The request =>
Extract every line of the data below that contains the string "vanity", matching case exactly.

=== Stored records ===

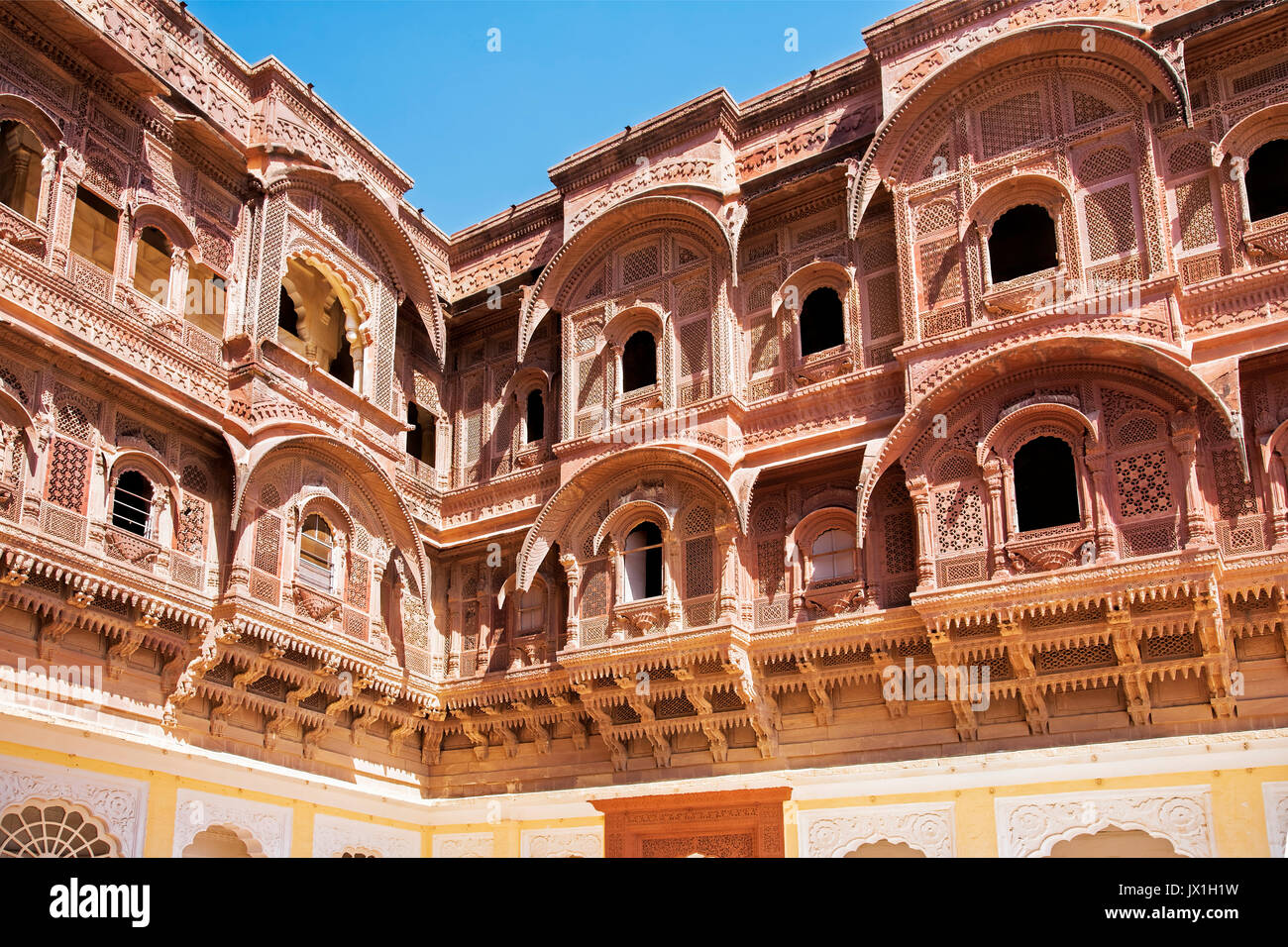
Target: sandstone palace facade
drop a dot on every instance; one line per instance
(889, 464)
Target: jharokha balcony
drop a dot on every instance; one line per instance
(966, 351)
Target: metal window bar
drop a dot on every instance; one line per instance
(132, 512)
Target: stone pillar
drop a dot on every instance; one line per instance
(1278, 474)
(919, 491)
(997, 514)
(673, 558)
(48, 184)
(178, 300)
(572, 574)
(1185, 440)
(726, 558)
(162, 527)
(1107, 539)
(99, 496)
(614, 384)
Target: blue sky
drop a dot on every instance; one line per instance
(478, 131)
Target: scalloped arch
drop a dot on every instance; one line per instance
(1009, 425)
(591, 236)
(1250, 132)
(395, 248)
(174, 227)
(393, 513)
(43, 125)
(568, 500)
(1020, 356)
(1117, 50)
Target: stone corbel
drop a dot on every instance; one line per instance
(478, 740)
(823, 712)
(52, 633)
(579, 732)
(258, 667)
(219, 718)
(273, 729)
(1127, 651)
(432, 745)
(120, 652)
(964, 711)
(185, 684)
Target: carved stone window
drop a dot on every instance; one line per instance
(1021, 243)
(318, 318)
(832, 557)
(423, 437)
(317, 554)
(639, 363)
(43, 828)
(535, 416)
(532, 611)
(642, 564)
(1265, 180)
(94, 226)
(1046, 484)
(822, 321)
(153, 257)
(132, 504)
(21, 157)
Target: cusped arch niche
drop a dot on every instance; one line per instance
(664, 476)
(917, 123)
(570, 278)
(398, 260)
(381, 557)
(54, 828)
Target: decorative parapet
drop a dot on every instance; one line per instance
(1030, 826)
(836, 832)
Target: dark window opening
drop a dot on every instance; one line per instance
(1046, 486)
(286, 316)
(94, 226)
(1266, 180)
(21, 155)
(420, 438)
(316, 549)
(822, 321)
(643, 562)
(536, 416)
(1021, 243)
(639, 363)
(342, 367)
(132, 502)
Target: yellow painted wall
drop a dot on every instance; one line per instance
(1237, 809)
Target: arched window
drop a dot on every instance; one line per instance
(318, 321)
(822, 321)
(204, 299)
(342, 365)
(1046, 486)
(217, 841)
(532, 611)
(832, 556)
(642, 562)
(53, 830)
(421, 437)
(287, 318)
(132, 504)
(1021, 243)
(153, 265)
(536, 416)
(94, 226)
(1266, 182)
(639, 363)
(317, 553)
(20, 169)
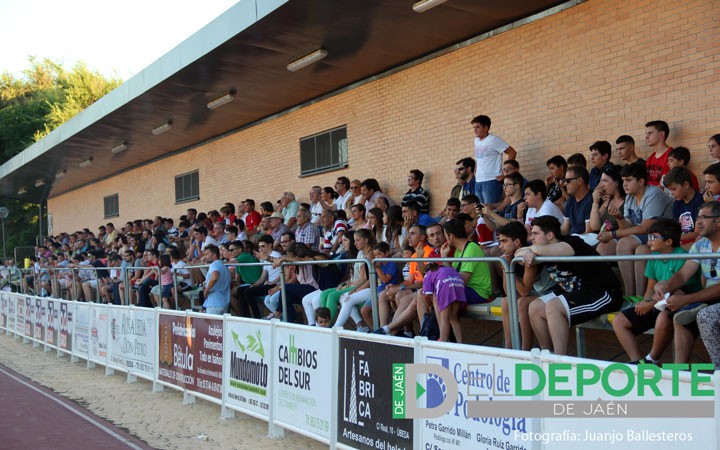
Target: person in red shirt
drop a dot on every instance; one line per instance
(656, 133)
(251, 217)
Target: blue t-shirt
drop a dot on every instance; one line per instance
(425, 220)
(389, 268)
(578, 212)
(219, 295)
(686, 213)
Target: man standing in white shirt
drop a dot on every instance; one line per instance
(488, 153)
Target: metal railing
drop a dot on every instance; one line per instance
(509, 268)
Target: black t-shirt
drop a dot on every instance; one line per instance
(573, 276)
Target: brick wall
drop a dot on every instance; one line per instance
(593, 72)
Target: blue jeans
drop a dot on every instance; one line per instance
(488, 191)
(217, 310)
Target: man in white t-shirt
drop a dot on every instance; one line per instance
(537, 203)
(488, 153)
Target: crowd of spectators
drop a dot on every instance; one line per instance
(637, 207)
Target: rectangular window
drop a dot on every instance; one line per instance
(323, 151)
(187, 187)
(111, 206)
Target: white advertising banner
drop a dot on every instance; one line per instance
(248, 354)
(52, 314)
(98, 333)
(39, 319)
(11, 312)
(132, 340)
(303, 372)
(20, 315)
(478, 377)
(82, 330)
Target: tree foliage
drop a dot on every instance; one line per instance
(31, 106)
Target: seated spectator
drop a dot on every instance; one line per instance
(600, 154)
(643, 205)
(557, 167)
(712, 182)
(686, 327)
(307, 232)
(687, 201)
(444, 289)
(664, 237)
(714, 147)
(245, 302)
(412, 215)
(465, 176)
(344, 194)
(375, 223)
(580, 200)
(625, 146)
(608, 202)
(351, 301)
(511, 166)
(403, 295)
(531, 282)
(476, 275)
(394, 232)
(417, 192)
(327, 198)
(370, 191)
(583, 291)
(333, 228)
(216, 290)
(536, 203)
(512, 187)
(577, 159)
(322, 317)
(656, 133)
(250, 217)
(387, 275)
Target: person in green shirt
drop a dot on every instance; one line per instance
(663, 238)
(476, 275)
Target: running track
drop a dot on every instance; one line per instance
(33, 417)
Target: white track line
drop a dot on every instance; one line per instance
(79, 413)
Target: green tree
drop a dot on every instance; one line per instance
(31, 106)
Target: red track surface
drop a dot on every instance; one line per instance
(33, 417)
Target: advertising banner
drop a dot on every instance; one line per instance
(12, 313)
(191, 353)
(53, 309)
(98, 333)
(303, 366)
(132, 340)
(249, 381)
(3, 311)
(365, 398)
(66, 326)
(82, 329)
(39, 322)
(478, 378)
(20, 315)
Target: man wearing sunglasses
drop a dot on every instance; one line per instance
(686, 327)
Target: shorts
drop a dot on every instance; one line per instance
(586, 304)
(473, 298)
(641, 324)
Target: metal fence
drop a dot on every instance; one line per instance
(508, 267)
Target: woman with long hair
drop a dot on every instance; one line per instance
(351, 300)
(393, 232)
(608, 201)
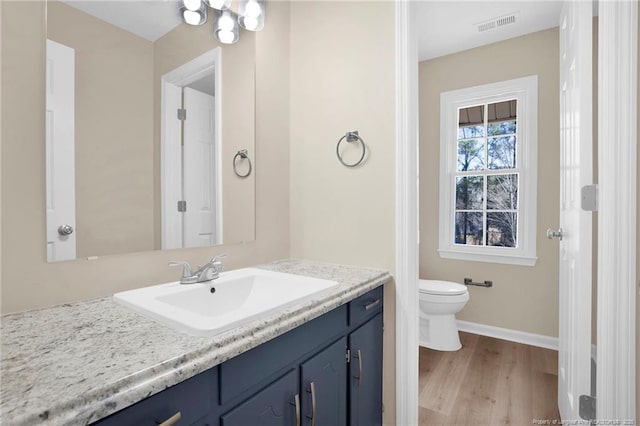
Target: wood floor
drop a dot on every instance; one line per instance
(488, 382)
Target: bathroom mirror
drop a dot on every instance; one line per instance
(150, 139)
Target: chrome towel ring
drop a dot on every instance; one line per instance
(351, 137)
(243, 154)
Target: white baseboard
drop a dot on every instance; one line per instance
(508, 334)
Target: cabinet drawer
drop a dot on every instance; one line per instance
(193, 398)
(366, 305)
(244, 372)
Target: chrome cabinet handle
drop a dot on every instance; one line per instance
(296, 403)
(372, 304)
(312, 391)
(65, 230)
(551, 234)
(171, 420)
(359, 376)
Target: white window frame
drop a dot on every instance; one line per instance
(525, 91)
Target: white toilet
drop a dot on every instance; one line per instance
(439, 303)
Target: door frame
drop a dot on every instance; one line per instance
(406, 262)
(617, 226)
(616, 326)
(170, 157)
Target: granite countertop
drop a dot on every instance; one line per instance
(76, 363)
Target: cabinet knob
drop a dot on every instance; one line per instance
(171, 420)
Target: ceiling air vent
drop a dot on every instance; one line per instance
(500, 21)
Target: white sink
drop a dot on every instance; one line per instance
(236, 298)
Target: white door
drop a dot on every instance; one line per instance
(199, 169)
(574, 378)
(60, 152)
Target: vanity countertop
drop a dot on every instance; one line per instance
(76, 363)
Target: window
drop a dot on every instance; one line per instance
(488, 172)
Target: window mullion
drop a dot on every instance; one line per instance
(484, 179)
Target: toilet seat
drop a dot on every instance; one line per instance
(442, 288)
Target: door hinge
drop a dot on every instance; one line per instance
(587, 409)
(589, 197)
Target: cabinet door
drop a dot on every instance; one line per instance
(273, 406)
(324, 400)
(365, 374)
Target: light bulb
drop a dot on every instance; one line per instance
(197, 17)
(220, 4)
(225, 22)
(192, 5)
(251, 23)
(226, 28)
(251, 14)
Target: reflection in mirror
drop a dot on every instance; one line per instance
(128, 170)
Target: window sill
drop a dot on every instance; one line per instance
(509, 259)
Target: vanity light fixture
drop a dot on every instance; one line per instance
(194, 17)
(251, 14)
(226, 28)
(219, 4)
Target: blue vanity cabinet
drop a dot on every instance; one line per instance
(365, 374)
(276, 405)
(324, 390)
(326, 372)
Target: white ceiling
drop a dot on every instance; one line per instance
(446, 27)
(150, 19)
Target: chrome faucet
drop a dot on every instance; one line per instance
(207, 272)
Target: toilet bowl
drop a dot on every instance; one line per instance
(439, 302)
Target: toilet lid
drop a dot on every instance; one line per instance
(442, 287)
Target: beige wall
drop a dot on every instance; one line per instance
(178, 47)
(522, 298)
(28, 281)
(342, 79)
(113, 137)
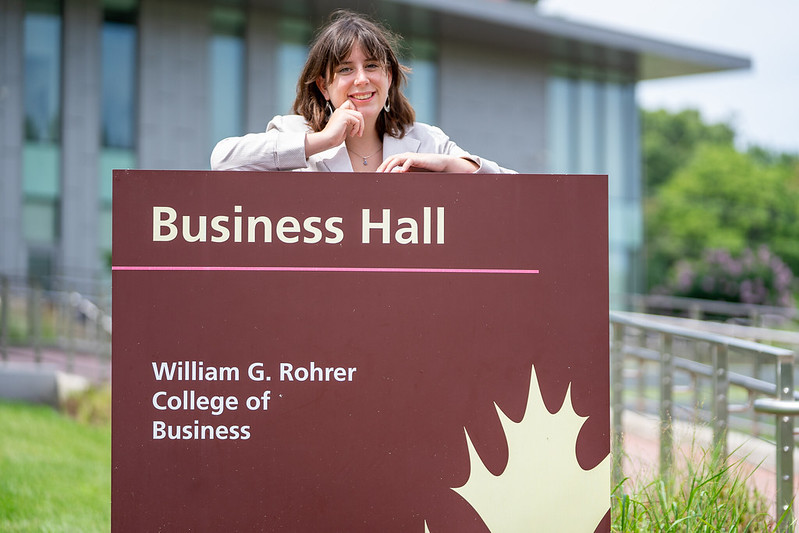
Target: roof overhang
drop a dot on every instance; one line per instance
(522, 27)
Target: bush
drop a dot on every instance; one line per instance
(759, 278)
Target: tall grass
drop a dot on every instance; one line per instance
(55, 472)
(708, 492)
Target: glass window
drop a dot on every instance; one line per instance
(41, 182)
(592, 130)
(227, 73)
(292, 53)
(422, 89)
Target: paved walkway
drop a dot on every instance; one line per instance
(95, 368)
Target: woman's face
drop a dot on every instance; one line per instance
(362, 80)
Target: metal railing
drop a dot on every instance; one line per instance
(701, 355)
(697, 308)
(36, 323)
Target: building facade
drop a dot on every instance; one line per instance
(87, 86)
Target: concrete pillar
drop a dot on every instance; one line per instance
(79, 246)
(13, 253)
(174, 98)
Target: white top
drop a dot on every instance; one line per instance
(282, 147)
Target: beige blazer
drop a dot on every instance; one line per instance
(282, 147)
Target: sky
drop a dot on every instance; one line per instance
(762, 103)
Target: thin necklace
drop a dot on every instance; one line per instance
(365, 157)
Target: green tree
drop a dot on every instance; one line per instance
(670, 139)
(721, 198)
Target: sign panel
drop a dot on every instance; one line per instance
(359, 352)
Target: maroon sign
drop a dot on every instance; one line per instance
(308, 352)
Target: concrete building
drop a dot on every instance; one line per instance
(91, 85)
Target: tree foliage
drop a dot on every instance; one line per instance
(706, 194)
(670, 139)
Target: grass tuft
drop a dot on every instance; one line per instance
(55, 472)
(709, 492)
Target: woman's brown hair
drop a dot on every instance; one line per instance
(331, 47)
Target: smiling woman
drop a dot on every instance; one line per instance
(350, 115)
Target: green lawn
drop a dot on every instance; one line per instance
(55, 473)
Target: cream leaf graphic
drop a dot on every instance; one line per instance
(543, 487)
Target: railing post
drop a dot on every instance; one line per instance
(785, 446)
(666, 403)
(4, 317)
(721, 389)
(35, 314)
(617, 400)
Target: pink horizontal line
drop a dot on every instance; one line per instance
(329, 269)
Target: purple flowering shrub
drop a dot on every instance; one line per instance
(753, 277)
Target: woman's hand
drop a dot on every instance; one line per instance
(346, 121)
(410, 162)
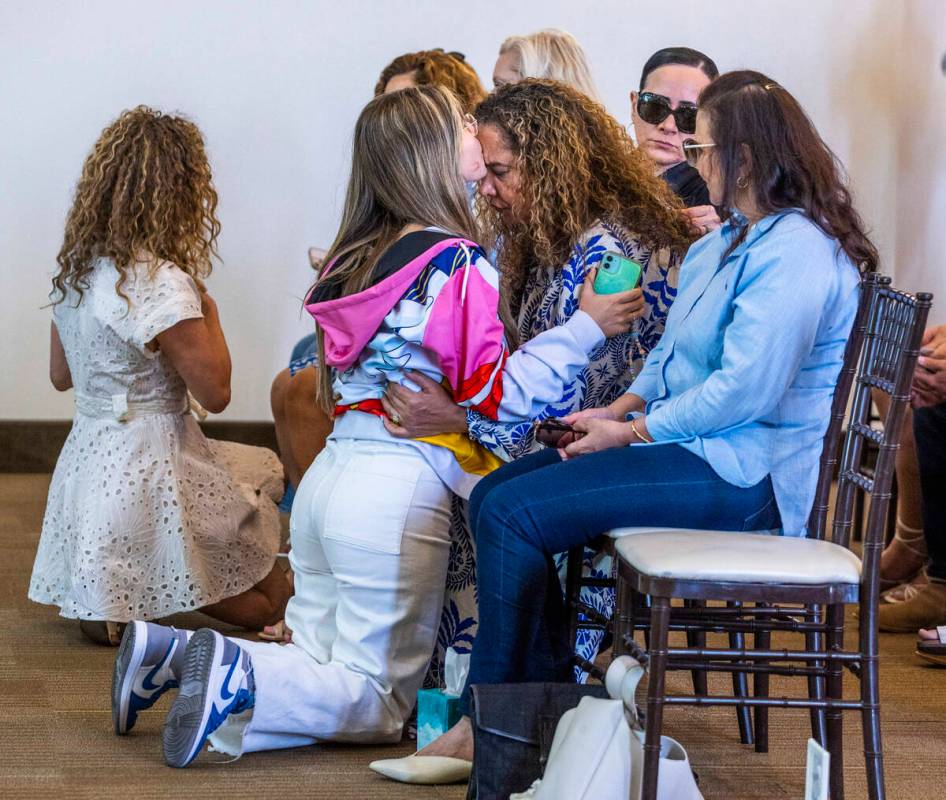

===

Output for this task =>
Target: vanity countertop
Target: vanity light fixture
Target: blue vanity cabinet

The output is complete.